------ RECORDS
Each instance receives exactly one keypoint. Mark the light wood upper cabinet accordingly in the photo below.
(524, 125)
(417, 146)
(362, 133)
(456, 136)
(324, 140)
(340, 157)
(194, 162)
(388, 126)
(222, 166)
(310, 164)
------------
SHORT TASK
Copy every line of the records above without changing anything.

TASK ANSWER
Each instance receives exactly one keypoint. Mark the light wood upper cabinet accordingly in the photo below.
(524, 125)
(417, 146)
(362, 133)
(456, 136)
(324, 140)
(340, 157)
(194, 162)
(388, 126)
(222, 166)
(310, 164)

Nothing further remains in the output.